-- Given instruction a --
Extract the records below, starting at the line that contains "Locate each instance of the metal" and continuing through the end of the records, and repeat those lines exactly.

--- start Extract to read ---

Patrick Russel (born 22 December 1946) is a former French Alpine ski racer and World Cup champion.  He specialized in the technical disclipines (giant slalom and slalom) and won three discipline championships in the World Cup: slalom in 1969 and 1970 and giant slalom in 1971.  He also won two silver medals in slalom and combined at the 1970 World Championships at Val Gardena, Italy.

Career
Russel was the son of Lee Russel, who was a marketing executive at the French ski manufacturer Rossignol.  He competed on the World Cup circuit from 1968 through 1972 and became the first male to win World Cup races in three straight years (1968–70) and in four straight years (1968–71).  Overall, he won 13 World Cup races and achieved 26 podiums during his career, as well as three discipline championships (slalom in 1969 and 1970; giant slalom in 1971) and two World Championship silver medals in 1970.  In 1970, he finished second overall in the World Cup (only 3 points) behind Karl Schranz, and in 1971 he was third overall behind Gustav Thöni.

--- end Extract to read ---

-- Given instruction b --
For each statement about the Patrick Russel text, answer yes or no, quoting the words from the text that decide it. (i) He won 13 World Cup races. (ii) In 1971 he finished second overall behind Gustav Thöni. (iii) The 1970 World Championships took place at Val Gardena, Italy.

--- start Exercise inputs ---

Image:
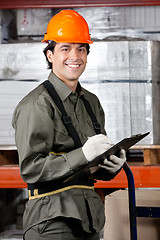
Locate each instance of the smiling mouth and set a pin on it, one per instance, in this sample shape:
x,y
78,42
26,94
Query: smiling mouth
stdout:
x,y
73,66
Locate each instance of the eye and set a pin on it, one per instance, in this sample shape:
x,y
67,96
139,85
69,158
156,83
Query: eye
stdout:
x,y
65,49
82,49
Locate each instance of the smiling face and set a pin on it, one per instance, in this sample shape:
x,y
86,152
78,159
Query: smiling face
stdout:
x,y
68,62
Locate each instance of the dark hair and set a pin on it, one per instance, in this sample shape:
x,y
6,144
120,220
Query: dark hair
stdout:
x,y
51,47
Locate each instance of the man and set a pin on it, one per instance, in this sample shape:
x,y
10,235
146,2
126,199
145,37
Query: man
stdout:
x,y
55,139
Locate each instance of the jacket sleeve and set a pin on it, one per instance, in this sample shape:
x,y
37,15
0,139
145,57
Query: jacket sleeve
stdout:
x,y
34,135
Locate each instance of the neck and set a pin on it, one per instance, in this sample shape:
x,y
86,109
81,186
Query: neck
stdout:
x,y
71,84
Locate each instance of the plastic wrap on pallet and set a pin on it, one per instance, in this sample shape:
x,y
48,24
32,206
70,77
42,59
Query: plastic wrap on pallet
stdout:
x,y
123,22
23,61
32,22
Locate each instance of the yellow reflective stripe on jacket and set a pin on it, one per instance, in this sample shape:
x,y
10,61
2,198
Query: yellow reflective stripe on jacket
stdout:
x,y
56,153
36,195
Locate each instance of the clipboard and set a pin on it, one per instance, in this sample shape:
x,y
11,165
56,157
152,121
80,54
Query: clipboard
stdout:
x,y
125,144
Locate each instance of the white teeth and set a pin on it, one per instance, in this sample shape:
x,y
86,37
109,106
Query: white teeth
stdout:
x,y
73,66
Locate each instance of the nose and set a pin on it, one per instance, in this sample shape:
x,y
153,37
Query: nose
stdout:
x,y
74,54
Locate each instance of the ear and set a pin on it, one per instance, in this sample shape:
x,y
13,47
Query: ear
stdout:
x,y
50,56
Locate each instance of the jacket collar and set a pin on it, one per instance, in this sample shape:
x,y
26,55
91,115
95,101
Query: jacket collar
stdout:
x,y
61,88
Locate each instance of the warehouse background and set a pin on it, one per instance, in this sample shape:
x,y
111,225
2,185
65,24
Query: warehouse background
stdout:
x,y
123,65
122,70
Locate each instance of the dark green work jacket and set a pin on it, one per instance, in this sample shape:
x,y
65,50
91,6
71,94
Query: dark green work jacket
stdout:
x,y
39,135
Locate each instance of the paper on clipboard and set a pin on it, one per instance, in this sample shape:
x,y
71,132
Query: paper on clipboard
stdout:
x,y
125,144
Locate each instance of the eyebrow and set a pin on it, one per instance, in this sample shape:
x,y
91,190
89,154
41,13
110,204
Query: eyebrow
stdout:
x,y
67,45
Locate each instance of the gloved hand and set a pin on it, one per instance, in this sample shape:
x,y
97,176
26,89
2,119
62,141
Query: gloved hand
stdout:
x,y
114,163
95,146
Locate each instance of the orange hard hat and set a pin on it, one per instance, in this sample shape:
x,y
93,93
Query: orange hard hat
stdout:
x,y
67,26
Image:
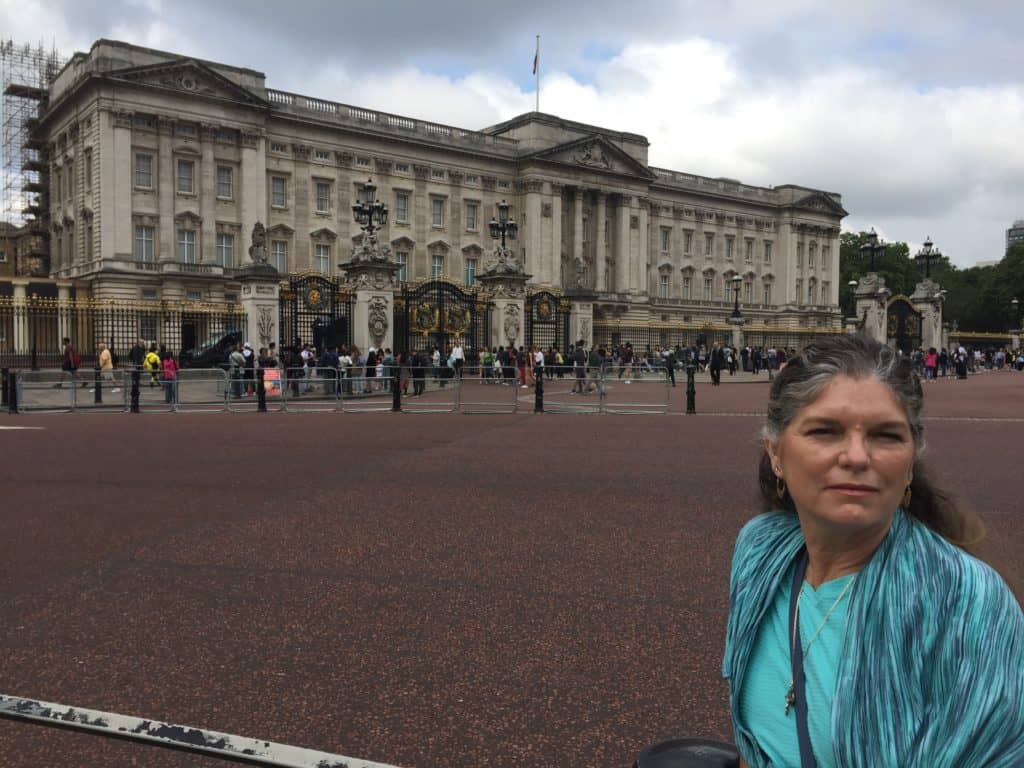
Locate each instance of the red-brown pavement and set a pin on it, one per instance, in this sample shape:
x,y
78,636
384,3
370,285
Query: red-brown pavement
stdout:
x,y
434,590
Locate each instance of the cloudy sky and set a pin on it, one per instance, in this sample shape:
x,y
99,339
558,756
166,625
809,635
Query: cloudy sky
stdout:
x,y
912,111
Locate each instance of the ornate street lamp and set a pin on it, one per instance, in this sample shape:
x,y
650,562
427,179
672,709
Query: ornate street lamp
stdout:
x,y
370,213
873,247
736,282
502,227
927,255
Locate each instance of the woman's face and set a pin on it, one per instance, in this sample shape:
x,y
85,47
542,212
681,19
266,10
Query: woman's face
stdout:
x,y
848,457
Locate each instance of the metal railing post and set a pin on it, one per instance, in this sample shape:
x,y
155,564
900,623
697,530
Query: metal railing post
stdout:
x,y
691,389
134,391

--- end Exercise inputs ---

-- Complete answer a --
Locate each instance of the metal railing post and set a pin on it, one per instance, in this sample shape:
x,y
155,564
900,623
697,530
Query: metal railing post
stdout:
x,y
691,389
134,391

-- Complete answer b --
(i) Yes: "Overall, he won 13 World Cup races"
(ii) No: "in 1971 he was third overall behind Gustav Thöni"
(iii) Yes: "at the 1970 World Championships at Val Gardena, Italy"